Consignes de l'exercice:
1. Répondez à ces questions sur la critique d'Ogroff :
(a) Dans quelle forêt vit reclus le personnage principal du film ?
(b) Quels autres films de Norbert Moutier ont déjà été critiqués, d'après la critique d'Ogroff ?
(c) Sous quel autre titre Ogroff est-il aussi connu ?
2. Poursuivez la critique d'Ogroff à partir de l'endroit où elle s'arrête.

Extrait du texte:
* * *

Alors oui je sais c'est tout pourri, mal branlé, au delà du Z bricolé avec les pieds et proche du nanar à la fois régional et intergalactique, et pourtant j'ai une si grande et immense tendresse pour Norbert Moutier et son film Ogroff que je n'ai pas envie d'en dire du mal. Ou alors juste un peu, mais comme quand on vanne un pote avec toute la bienveillance potache qui ne cherche pas à blesser. J'ai déjà eu l'occasion de parler de Norbert Moutier dit NG Mount à travers les critiques de quelques uns de ses films comme Trepanator et Alien Platoon mais il était temps de revenir à la source avec son tout premier long métrage Ogroff A.K.A. Mad Mutilator , premier slasher hexagonal, ersatz franchouillard de Massacre à la tronçonneuse mâtiné de La Nuit des morts Vivants dans une ambiance forestière à la Vendredi 13.


Ogroff nous raconte l'histoire d'un ancien soldat devenu fou et qui vit reclus en forêt d'Orléans. Cannibale, défenseur des bois, complètement givré et gardien de morts vivants qu'il cache dans les sous sols de sa cabane, le bûcheron fou tue à grand coup de hache celles et ceux qui osent s'aventurer sur son territoire mais tout en cherchant un peu d'amour quand même.

* * *

Lignes de données:
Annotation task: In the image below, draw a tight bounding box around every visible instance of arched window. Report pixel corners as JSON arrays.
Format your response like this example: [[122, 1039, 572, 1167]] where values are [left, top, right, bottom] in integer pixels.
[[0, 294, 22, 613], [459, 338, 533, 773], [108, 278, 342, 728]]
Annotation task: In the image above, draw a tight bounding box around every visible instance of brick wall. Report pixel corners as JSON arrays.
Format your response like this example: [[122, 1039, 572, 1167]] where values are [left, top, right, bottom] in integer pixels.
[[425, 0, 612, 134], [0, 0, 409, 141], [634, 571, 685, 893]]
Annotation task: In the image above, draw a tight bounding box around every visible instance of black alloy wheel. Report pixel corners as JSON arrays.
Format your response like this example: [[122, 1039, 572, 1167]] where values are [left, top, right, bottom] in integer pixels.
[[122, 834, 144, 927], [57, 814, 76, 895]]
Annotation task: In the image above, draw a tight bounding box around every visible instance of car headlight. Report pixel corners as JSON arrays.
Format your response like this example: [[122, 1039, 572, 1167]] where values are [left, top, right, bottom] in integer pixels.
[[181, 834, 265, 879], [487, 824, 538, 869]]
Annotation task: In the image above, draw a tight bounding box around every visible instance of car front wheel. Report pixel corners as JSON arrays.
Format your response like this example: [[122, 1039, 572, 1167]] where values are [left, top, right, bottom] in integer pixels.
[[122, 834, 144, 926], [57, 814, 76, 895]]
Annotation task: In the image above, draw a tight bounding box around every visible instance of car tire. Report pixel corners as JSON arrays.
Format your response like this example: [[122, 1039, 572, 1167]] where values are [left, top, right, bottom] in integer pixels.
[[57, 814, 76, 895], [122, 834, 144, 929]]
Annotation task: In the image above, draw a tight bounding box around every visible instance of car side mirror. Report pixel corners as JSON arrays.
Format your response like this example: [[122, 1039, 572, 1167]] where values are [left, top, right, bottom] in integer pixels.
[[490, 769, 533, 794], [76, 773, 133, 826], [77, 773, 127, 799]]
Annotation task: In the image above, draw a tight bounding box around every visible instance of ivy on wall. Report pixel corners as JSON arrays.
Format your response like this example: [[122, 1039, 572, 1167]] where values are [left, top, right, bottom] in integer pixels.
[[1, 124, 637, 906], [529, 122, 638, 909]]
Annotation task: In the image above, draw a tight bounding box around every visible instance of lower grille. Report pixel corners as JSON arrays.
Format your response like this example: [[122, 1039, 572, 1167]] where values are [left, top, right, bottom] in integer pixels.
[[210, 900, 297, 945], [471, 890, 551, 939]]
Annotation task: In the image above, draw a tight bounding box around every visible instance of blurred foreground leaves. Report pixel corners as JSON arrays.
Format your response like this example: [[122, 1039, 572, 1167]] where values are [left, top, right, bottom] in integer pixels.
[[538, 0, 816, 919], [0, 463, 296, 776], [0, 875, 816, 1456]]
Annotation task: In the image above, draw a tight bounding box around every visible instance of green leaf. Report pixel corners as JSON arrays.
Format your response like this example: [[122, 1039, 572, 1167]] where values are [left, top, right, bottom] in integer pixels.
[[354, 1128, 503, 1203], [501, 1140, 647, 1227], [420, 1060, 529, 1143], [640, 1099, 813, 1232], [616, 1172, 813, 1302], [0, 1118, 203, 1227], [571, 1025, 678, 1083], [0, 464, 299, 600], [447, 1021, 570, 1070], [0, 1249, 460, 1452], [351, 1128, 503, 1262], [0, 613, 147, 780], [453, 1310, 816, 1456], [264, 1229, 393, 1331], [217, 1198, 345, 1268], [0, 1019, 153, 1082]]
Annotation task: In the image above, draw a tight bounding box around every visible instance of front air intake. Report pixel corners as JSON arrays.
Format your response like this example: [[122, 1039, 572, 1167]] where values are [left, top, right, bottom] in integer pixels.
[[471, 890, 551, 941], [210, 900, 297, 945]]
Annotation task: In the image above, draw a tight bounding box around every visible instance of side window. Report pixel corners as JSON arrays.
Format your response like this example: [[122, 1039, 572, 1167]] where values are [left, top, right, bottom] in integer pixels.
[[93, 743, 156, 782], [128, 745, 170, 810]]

* * *

Résultats des tâches:
1.
(a) Dans la forêt d'Orléans.
(b) Trepanator et Alien Platoon.
(c) Mad Mutilator.

2.
Ogroff est un film unique en son genre (et tant mieux diront certains) car le film a été entièrement tourné en Super 8 muet, sonorisé en post production et uniquement exploité en VHS après une unique projection au festival du film super 8 de Mad Movies. Doté d'un faramineux budget de 15 000 francs entièrement dépensé pour l'achat et le développement de la pellicule le film se tournera sur plusieurs week-end avec en guise de techniciens et comédiens essentiellement des potes qui gravitaient tous à l'époque autour du monde des fanzines et de la boutique Movie 2000 à Paris. Et il mine de rien y-en, a du beau monde dans ce petit film à commencer par Norbert Moutier lui même qui incarne Ogroff, mais aussi François Cognard, Jean Pierre Putters, Christophe Lemaire, Pierre Pattin, Alain Petit, Bruno Terrier et Benoit Lestang qui donne un coup de main aux maquillages. Ce tournage ressemble à une sorte d'idéal de cinoche pour moi avec une foi indéfectible envers le cinéma de genre, une bande de potes passionnés et dévoués, une liberté totale et folle et cette putain d'envie de passer du statut d'amoureux passif à l'étreinte langoureuse et un peu sale avec le cinéma. Si j'ai une si grande tendresse pour ce type de projet fou c'est que comme beaucoup j'ai voulu moi aussi faire des courts métrages dans ma folle jeunesse avec des potes et des idées plein la tête et que je sais à quel point c'est difficile de mobiliser et d'aller jusqu'au bout de l'exercice. Alors pour un long métrage en Super 8 aussi généreux en désir de cinoche bis, rien que le fait que le film existe toujours 40 ans après, ça mérite mon plus grand respect.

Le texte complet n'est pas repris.